- **Estratto della fonte**
◆ ◆ ◆

È di nuovo il momento.

Un rivolo di sudore mi scivola dal naso. Sono agitata, ma non voglio che nessuno se ne accorga. Devo essere forte. Più del solito.

Stringo ansiosamente il manico del carrello e parto, facendo lo slalom tra i banchi dei surgelati.

Questa volta andrà meglio, mi dico. Questa volta non mi farò trovare impreparata. Questa volta farò valere le mie ragioni.

Ci siamo. Davanti a me, il nemico. A separarci solo una lurida vetrinetta che, in tempi migliori, sarà stata trasparente, ma che ora a mala pena lascia intravedere le merci esposte. Scelta oculata, quella di lasciarla sporca. Nessuno vuole vedere quanti microrganismi si possono celare dentro a qualche vaschetta di olive, tofu o feta.

Intorno a me non c’è nessuno. È il mio turno. Alzo gli occhi, lentamente. Lei è lì, in annoiata attesa. La osservo per qualche secondo. Un guizzo nei suoi occhi mi svela che nemmeno per lei è un gioco.

Mi faccio coraggio e apro finalmente la bocca. Vomito fuori la mia richiesta, come se fosse una domanda d’aiuto. “Dueettidiprosciuttoaffumicatoinfettetagliatesottili”. Non mi ricordo nemmeno di chiedere “per favore”, da tanta è l’ansia.

Lei mi guarda. Immobile. Nulla fa presagire che voglia agire nei prossimi minuti.

Ripeto la mia richiesta più lentamente. Forse non ha capito. Del resto il mio inglese è tutto fuorchè chiaro e comprensibile. Scandisco bene ogni parola, accompagnandola con ritmati ed inequivocabili gesti. Un sopracciglio della mia interlocutrice si alza, impercettibilmente, ma io l’ho notato. Avrà capito? Ti prego, dimmi di sì. Dimmi che anche stavolta non mi toccherà sfoderare la tipica arroganza di chi pretende che ad un banco di gastronomia ti servano esattamente quello che chiedi e in tempi brevi!!!

◆ ◆ ◆

- **Voci del dataset**
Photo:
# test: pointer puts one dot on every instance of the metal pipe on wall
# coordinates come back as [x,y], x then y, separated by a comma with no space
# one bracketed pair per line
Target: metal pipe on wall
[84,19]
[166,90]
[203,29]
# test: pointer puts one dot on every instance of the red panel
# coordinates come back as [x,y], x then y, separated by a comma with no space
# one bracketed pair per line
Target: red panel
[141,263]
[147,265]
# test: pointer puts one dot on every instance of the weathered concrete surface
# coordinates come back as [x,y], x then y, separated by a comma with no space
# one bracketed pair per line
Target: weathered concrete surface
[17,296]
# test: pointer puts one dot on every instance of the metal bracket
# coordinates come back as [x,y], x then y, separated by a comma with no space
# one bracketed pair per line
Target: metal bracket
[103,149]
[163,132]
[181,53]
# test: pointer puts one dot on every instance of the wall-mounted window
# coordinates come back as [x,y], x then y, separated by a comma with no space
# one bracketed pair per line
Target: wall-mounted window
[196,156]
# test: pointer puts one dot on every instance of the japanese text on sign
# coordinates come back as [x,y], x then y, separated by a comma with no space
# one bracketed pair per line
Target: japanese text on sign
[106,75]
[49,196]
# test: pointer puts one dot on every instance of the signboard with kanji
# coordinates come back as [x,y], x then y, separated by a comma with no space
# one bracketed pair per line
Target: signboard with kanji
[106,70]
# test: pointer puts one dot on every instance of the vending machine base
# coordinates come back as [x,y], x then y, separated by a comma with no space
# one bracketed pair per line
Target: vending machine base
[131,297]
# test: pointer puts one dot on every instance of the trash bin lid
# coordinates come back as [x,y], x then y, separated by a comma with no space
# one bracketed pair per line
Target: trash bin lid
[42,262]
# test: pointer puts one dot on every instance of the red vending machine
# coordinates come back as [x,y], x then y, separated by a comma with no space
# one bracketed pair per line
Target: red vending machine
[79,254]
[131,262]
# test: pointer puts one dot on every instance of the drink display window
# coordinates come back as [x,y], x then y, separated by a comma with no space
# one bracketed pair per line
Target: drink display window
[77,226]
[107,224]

◆ ◆ ◆

- **Da svolgere**
- a) Traduci in inglese questa frase del racconto sul banco della gastronomia: «Stringo ansiosamente il manico del carrello e parto, facendo lo slalom tra i banchi dei surgelati.»
- b) Per favore, prosegui il racconto sul banco della gastronomia a partire dalla sua ultima frase.

- **Soluzioni dei compiti**
- a) I anxiously grip the handle of the cart and set off, weaving in and out between the freezer cases.

- b)
L’attesa si prolunga. Lei si muove… avanza lentamente verso di me… io indietreggio, probabilmente per un istintivo moto di autoconservazione. Ma no, cosa vado a pensare? Tra me e lei c’è la vetrinetta, non mi farà nulla, sta solo prendendo il salume che le ho richiesto.

Con un cenno della testa me ne chiede conferma. Visto? E io che me la stavo facendo sotto… Che sciocca!!! Eppure non sono tranquilla. A disturbarmi c’è un rumore – no, non ci posso credere! È proprio QUEL rumore! – come se al di là del bancone stessero trascinando un quarto di bue morto e sventrato. Eppure non posso sbagliarmi. La commessa sta strascicando i piedi. Nemmeno il più menefreghista dei bradipi riuscirebbe a metterci tanto a compiere un percorso di ben 50 cm! Lei sì. Lei può.

Ho una mia teoria, comprovata da sei anni di esperienza: data una commessa di un supermercato nigeriano, a patto che indossi un paio di ciabatte infradito di plastica, esiste una relazione direttamente proporzionale tra la stessa e la lentezza con cui verrà servito il malcapitato cliente.

È sabato. Giorno di spesa. Anche oggi ce l’ho fatta. Ho la mia brava vaschetta di prosciutto, tagliato a fette, nella borsa della spesa. Sottili- aggiungerei volentieri. No. Inutile darvi false speranze. La commessa ciabattata in realtà non ha le competenze per tali prodezze.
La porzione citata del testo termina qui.